* [TASK] Extend the passage below on Bermuda's part in ending slavery, writing on from its closing sentence about Mary Prince's birth in Brackish Pond.

* [SUPPLIED PASSAGE]
It took many decades of tireless campaigning to bring an end to the slave trade which wrecked the lives of millions of people over hundreds of years.

The Slave Trade Act, which banished Britain’s part in the Trans-Atlantic slave trade, was finally passed on March 25, 1807, following the extraordinary efforts of British social reformer and MP William Wilberforce.

Even then, it took many more years of protests before an act was passed in 1833 which abolished slavery in the British colonies, finally finishing a shameful chapter in human history. That act led to Emancipation Day in Bermuda, on August 1, 1834, when Bermuda’s 4,200 slaves, almost half the population, won immediate freedom.

Wilberforce’s campaign was helped, in no small part, by a number of remarkable characters with strong links to Bermuda. The most celebrated is Mary Prince, who was born into a family of slaves in Brackish Pond, Devonshire, in the late 18th Century.

* [GIVEN DATA]
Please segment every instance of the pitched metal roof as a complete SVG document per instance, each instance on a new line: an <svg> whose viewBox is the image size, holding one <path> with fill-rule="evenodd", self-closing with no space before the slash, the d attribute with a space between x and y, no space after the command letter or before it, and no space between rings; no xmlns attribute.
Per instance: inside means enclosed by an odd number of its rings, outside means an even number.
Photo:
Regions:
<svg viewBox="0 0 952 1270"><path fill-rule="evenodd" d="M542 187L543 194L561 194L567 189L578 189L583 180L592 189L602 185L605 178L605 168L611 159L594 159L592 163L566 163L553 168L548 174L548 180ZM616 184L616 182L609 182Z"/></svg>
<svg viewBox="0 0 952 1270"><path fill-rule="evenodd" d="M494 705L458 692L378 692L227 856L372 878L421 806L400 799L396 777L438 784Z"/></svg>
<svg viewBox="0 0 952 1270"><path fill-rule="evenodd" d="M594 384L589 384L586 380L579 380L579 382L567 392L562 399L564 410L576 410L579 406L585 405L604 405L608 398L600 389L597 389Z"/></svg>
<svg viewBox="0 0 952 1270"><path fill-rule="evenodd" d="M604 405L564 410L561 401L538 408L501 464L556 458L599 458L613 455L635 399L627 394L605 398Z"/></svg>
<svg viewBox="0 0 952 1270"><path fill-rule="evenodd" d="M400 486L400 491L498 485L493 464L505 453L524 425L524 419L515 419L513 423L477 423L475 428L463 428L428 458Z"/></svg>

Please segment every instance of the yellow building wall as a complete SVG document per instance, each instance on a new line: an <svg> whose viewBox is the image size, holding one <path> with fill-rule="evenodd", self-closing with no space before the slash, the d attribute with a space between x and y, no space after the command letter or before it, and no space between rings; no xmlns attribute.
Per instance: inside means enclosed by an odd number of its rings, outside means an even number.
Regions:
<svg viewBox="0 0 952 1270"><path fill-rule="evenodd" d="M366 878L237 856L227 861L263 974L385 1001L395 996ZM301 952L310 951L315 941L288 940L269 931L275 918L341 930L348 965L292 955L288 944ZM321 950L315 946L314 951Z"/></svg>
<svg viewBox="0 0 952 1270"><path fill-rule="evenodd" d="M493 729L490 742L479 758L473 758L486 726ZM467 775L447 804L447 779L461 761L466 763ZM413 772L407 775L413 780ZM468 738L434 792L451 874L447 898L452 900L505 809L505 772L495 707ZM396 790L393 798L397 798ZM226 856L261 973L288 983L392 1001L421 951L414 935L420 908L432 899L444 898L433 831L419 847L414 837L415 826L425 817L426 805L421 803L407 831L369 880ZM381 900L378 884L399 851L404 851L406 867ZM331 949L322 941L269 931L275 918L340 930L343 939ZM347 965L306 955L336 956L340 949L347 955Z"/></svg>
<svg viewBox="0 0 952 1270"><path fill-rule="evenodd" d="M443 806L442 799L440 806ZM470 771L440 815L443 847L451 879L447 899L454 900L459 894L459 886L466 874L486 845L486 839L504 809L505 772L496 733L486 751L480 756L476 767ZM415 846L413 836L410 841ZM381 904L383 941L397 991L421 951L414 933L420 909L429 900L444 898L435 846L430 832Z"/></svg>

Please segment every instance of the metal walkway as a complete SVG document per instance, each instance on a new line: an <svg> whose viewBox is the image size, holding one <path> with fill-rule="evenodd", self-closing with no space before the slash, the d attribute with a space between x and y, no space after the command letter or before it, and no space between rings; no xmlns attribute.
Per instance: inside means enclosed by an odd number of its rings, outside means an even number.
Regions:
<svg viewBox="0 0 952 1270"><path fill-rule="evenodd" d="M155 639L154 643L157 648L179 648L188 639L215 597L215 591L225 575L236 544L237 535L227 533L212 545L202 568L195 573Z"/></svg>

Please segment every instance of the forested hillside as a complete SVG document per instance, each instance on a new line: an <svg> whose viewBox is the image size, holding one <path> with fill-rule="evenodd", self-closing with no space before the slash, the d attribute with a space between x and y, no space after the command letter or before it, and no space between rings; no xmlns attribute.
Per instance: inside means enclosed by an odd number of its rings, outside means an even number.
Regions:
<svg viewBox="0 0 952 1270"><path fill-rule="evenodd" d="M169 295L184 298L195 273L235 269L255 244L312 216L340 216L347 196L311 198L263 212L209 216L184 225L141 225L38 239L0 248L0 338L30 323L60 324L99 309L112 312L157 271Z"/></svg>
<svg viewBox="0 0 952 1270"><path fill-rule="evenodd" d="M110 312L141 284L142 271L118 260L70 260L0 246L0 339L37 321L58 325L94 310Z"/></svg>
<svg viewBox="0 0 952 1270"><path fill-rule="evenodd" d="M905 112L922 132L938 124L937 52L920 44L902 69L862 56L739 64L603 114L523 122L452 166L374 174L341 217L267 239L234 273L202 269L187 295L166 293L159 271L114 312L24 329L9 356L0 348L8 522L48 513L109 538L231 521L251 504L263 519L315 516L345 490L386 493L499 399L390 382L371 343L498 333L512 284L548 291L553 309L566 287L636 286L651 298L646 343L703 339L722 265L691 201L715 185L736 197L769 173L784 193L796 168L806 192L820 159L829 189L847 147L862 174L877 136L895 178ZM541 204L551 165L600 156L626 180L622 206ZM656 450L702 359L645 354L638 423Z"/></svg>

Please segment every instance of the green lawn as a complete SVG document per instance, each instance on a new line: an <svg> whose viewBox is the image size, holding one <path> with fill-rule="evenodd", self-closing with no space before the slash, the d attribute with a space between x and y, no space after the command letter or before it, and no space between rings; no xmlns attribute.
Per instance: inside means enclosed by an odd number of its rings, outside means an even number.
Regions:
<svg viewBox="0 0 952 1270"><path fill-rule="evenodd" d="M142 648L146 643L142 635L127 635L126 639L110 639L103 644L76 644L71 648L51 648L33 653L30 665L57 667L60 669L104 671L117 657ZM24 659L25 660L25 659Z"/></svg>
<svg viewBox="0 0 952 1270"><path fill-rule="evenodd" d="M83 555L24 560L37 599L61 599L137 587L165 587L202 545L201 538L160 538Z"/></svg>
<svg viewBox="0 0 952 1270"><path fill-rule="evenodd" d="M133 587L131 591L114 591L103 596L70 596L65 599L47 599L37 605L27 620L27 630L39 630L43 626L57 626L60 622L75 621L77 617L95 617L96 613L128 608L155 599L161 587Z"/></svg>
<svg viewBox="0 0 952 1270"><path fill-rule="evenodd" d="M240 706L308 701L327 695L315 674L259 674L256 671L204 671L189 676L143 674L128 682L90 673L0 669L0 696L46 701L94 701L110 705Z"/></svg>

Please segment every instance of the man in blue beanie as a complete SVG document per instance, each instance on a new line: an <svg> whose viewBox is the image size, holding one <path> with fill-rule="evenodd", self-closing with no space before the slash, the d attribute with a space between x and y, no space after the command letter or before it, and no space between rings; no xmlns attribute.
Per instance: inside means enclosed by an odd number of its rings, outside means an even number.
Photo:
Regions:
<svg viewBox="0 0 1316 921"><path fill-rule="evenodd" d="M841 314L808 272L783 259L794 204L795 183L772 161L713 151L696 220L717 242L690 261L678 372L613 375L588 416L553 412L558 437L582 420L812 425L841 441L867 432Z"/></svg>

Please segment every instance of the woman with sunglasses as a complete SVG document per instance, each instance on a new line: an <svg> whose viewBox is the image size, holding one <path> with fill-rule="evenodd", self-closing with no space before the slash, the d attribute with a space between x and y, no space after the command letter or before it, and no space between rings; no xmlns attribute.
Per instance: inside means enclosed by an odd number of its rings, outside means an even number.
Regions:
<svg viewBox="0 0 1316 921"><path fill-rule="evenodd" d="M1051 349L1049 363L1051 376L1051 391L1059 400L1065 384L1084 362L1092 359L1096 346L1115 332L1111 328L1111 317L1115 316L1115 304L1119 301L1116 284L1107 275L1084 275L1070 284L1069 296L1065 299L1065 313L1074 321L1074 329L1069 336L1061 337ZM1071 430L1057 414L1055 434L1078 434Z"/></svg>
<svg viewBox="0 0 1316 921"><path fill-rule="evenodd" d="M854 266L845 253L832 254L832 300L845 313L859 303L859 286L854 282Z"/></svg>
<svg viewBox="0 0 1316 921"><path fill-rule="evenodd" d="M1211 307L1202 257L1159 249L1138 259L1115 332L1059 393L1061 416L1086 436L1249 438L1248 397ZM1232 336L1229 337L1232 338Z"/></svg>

* [ANSWER TO THIS EXERCISE]
After suffering a torturous existence as a slave in Bermuda and the Caribbean, being sold from one abusive master to another, Prince ended up working as a servant in London.

Deciding she wanted to make the people of Britain aware of the horrors of captivity, Prince set to work on a chillingly descriptive book about her life.

In 1831, The History of Mary Prince, A West Indian Slave, became the first account of the life of a black woman published in England.

The book galvanised the anti-slavery movement, and helped ensure the abolition of slavery just two years later.

Another abolitionist was the former slave Olaudah Equiano, who spent four years as a crew member aboard a Bermudian sloop in the West Indies.

Equiano bought his own freedom from his American master in the 1760s, after raising $40 by engaging in his own profitable trading. He then travelled to Britain, where he joined Wilberforce’s campaign.

With his 1789 book, An Interesting Narrative of the Life of Olaudah Equiano, became the first black African to publish an attack against the slave trade.

And in a testament in 1814, he described his time as a captive in graphic detail.

“When I looked round the ship, too, and saw a multitude of black people, of every description, chained together, every one of their countenances expressing dejection and sorrow, I no longer doubted of my fate and, quite overpowered with horror and anguish, I fell motionless on the deck and fainted,” he stated.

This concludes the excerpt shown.